RECORDS TO USE:
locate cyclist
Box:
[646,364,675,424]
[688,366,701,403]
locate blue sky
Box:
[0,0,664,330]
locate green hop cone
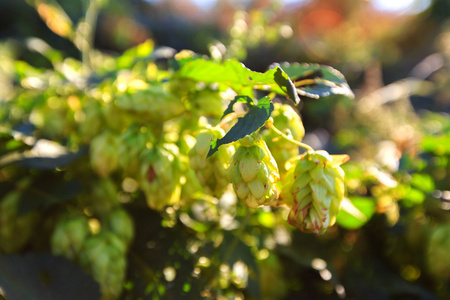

TO DO: Render the lines above as a numbered list, skipping blank lines and leaving out the picture.

CORRECT RESULT:
1. locate cyclist
2. Box:
3. [646,364,675,424]
4. [688,366,701,403]
5. locate blue sky
6. Box:
7. [0,0,664,330]
8. locate green hop cone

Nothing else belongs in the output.